[Items from a data source]
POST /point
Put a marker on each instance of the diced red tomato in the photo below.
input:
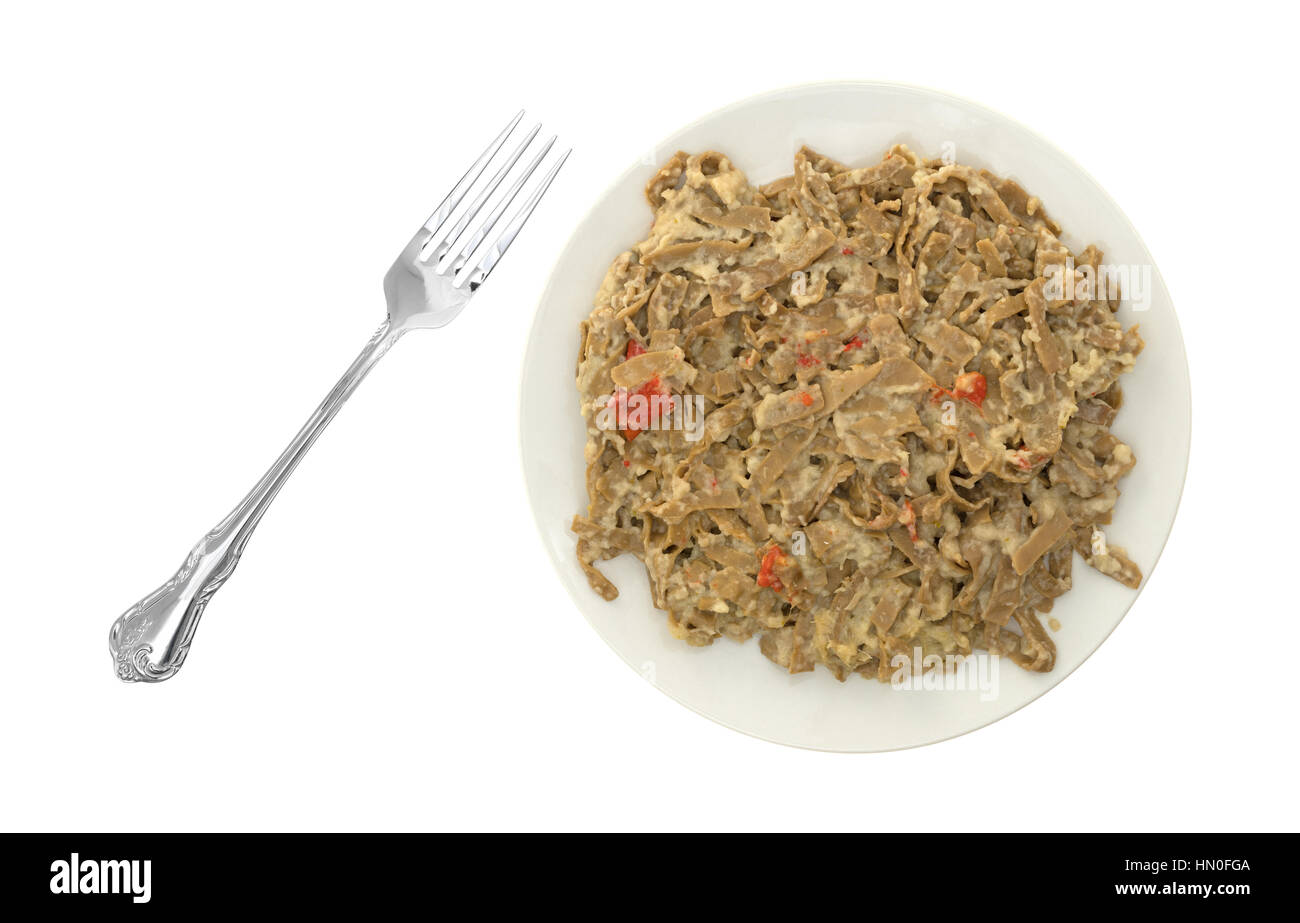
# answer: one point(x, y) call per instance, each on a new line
point(658, 401)
point(969, 386)
point(774, 558)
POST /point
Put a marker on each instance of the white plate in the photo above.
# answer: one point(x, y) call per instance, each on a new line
point(735, 684)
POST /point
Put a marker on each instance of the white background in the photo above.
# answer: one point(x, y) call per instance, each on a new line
point(195, 212)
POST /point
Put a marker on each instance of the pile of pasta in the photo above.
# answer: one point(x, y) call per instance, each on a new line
point(905, 436)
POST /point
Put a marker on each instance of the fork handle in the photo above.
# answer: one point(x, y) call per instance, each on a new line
point(148, 642)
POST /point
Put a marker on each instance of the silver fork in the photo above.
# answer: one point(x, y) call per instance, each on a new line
point(429, 284)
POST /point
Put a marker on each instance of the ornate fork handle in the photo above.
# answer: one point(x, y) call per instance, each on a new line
point(148, 642)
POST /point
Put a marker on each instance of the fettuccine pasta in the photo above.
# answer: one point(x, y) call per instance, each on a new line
point(905, 430)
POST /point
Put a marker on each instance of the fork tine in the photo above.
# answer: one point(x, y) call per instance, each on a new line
point(476, 206)
point(485, 228)
point(443, 211)
point(475, 277)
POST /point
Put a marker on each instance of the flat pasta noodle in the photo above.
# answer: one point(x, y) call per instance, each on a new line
point(904, 440)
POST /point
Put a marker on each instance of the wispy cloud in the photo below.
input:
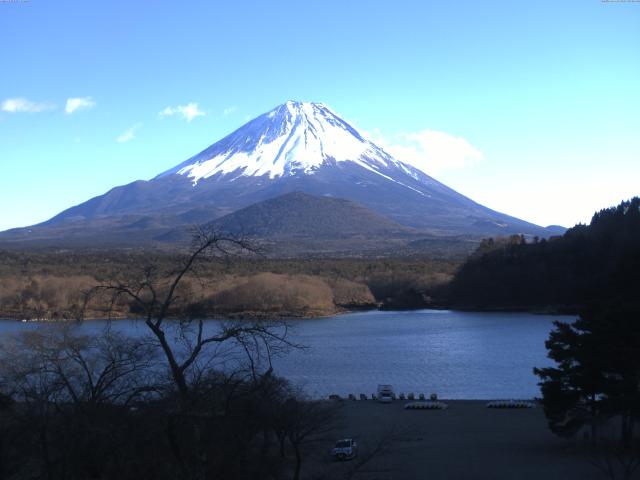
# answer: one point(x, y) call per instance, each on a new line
point(22, 105)
point(229, 110)
point(430, 150)
point(129, 134)
point(188, 111)
point(78, 103)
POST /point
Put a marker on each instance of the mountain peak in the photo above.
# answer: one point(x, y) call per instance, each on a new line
point(295, 138)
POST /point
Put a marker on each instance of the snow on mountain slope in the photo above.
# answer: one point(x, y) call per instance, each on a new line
point(294, 138)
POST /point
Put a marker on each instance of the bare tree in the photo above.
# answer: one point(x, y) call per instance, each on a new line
point(155, 294)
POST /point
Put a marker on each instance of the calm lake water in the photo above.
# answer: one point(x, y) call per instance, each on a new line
point(458, 355)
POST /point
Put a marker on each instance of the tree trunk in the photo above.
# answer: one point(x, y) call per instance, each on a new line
point(296, 474)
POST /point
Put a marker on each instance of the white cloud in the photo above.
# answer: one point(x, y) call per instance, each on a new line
point(188, 112)
point(430, 150)
point(19, 105)
point(129, 134)
point(78, 103)
point(229, 110)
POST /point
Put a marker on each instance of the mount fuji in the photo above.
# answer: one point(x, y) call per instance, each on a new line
point(296, 147)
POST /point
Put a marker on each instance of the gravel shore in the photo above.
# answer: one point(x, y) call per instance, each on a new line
point(465, 441)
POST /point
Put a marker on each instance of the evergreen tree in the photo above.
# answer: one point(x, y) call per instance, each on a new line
point(598, 372)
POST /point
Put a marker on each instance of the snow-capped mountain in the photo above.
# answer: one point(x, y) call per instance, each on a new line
point(297, 146)
point(292, 139)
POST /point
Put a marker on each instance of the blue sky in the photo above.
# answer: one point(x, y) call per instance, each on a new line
point(531, 108)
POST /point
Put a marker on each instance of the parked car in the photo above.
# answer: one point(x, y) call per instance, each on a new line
point(345, 449)
point(385, 393)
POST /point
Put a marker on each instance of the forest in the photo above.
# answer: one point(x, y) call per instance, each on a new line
point(590, 264)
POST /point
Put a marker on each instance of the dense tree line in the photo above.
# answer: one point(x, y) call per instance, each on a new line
point(185, 401)
point(593, 263)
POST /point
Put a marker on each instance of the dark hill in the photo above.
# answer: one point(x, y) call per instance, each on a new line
point(599, 262)
point(298, 214)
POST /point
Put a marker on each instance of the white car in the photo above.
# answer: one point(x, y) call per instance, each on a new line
point(345, 449)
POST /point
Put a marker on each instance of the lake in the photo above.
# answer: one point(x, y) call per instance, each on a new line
point(458, 355)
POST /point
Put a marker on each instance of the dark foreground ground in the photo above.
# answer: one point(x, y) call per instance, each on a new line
point(466, 441)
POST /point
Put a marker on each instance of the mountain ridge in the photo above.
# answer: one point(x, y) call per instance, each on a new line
point(296, 147)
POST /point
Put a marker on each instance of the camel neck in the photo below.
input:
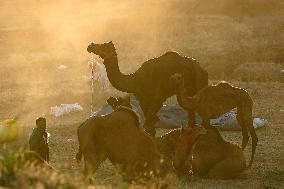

§ **Stated problem**
Copy out, word for word, the lines of the records above from the start through the line containing "point(195, 212)", with both ends included. Leave the pictures out of your answer.

§ **Task output**
POST /point
Put a marker on each instance of the diced red tomato in the photo below.
input:
# answer: one point(x, y) call per instance, each on a new line
point(658, 401)
point(969, 386)
point(774, 558)
POST /point
Put a marker on each instance of the white plate in the photo above.
# answer: one point(x, y) call per instance, each on a new line
point(735, 684)
POST /point
Put a marker on each instance of the white background in the photo above.
# answer: one point(x, y) call per instance, each on a new line
point(195, 212)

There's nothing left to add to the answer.